**STUDY TEXT**:
◇ ◇ ◇ ◇ ◇ ◇ ◇
One week until Thanksgiving. Mama has started her planning, which for Lorraine means making lists, checking those lists, arguing with the lists, and then doing everything from memory anyway because she's been making the same Thanksgiving dinner for thirty years and the list is a formality. The list is theater. The real recipe is in Lorraine Mitchell's hands.
The menu is non-negotiable: turkey (brined, Mama's way), cornbread dressing (MY job this year — she's trusting me with it, which is either a promotion or a test), mashed potatoes, green bean casserole, cranberry sauce (canned, and don't you dare judge us — the can-shaped cranberry cylinder is TRADITION), macaroni and cheese, sweet potato casserole with marshmallows on top, rolls, gravy, and three pies — pumpkin, sweet potato, and pecan. For eight people. Mama cooks like she's feeding a battalion because she was raised by Earline, who was raised on an Alabama farm, and on a farm, there is no such thing as enough food. There is only more food.
◇ ◇ ◇ ◇ ◇ ◇ ◇
**RECORD SET**:
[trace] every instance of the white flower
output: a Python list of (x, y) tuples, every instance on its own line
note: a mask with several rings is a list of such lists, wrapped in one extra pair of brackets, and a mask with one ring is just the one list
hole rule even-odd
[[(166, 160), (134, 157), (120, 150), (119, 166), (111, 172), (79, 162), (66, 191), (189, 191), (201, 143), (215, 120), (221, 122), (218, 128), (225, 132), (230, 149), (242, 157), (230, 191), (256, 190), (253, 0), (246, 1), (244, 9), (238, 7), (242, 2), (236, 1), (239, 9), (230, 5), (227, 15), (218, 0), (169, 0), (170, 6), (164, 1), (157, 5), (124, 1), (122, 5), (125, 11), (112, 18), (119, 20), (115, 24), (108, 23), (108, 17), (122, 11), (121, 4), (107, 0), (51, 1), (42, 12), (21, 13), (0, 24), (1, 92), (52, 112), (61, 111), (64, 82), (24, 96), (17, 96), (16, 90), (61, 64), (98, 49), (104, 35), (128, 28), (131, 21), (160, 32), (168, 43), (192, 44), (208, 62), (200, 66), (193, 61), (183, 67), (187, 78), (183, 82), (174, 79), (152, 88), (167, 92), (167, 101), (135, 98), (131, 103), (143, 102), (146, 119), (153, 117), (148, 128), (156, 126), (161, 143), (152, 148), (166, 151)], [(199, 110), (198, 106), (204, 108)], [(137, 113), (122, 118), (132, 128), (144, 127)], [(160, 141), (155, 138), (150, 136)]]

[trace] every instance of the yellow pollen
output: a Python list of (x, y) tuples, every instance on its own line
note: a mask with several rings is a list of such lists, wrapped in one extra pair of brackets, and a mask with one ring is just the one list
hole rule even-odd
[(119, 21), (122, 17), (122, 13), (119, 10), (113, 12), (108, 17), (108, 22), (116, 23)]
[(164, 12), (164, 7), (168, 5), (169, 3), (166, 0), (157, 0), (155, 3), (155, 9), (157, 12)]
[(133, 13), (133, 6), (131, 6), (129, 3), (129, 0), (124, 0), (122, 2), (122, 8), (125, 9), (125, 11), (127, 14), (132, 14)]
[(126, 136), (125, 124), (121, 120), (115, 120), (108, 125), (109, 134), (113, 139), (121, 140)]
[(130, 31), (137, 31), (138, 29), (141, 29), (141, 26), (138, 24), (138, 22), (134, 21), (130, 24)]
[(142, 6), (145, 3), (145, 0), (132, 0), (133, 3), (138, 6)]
◇ ◇ ◇ ◇ ◇ ◇ ◇
**REQUIREMENT**: Name every kind of pie on the menu in the Thanksgiving text.

**OUTPUT**: Pumpkin, sweet potato, and pecan.